- **ITEMS**
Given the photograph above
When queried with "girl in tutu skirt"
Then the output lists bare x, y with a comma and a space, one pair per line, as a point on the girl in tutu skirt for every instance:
...
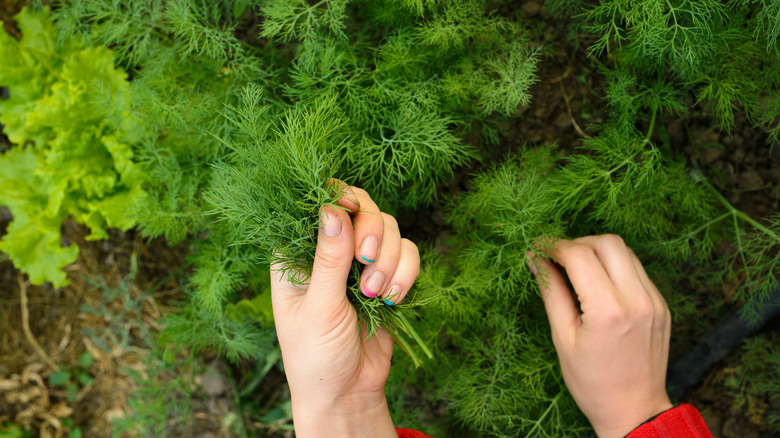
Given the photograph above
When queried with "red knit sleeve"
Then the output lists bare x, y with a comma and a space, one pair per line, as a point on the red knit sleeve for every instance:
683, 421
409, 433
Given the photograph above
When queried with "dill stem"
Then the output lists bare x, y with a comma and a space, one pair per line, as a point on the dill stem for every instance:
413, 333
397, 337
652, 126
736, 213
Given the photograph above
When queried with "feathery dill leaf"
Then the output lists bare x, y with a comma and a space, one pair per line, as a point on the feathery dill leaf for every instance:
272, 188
--
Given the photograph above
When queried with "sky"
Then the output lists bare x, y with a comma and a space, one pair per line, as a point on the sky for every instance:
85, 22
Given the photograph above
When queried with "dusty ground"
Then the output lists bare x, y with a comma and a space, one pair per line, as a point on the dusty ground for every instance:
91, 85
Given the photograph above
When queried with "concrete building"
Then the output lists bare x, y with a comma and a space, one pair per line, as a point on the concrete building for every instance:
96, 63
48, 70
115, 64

- **AIM OF THE TASK**
Find each line in the items above that contains the word "queried" and copy it out.

- **FINAL RESULT**
When queried with "girl in tutu skirt"
When queried with "red knit sleeve"
When queried with "dill stem"
When queried with "feathery dill leaf"
When queried with "sky"
When queried with "dusty ground"
When queried with "concrete building"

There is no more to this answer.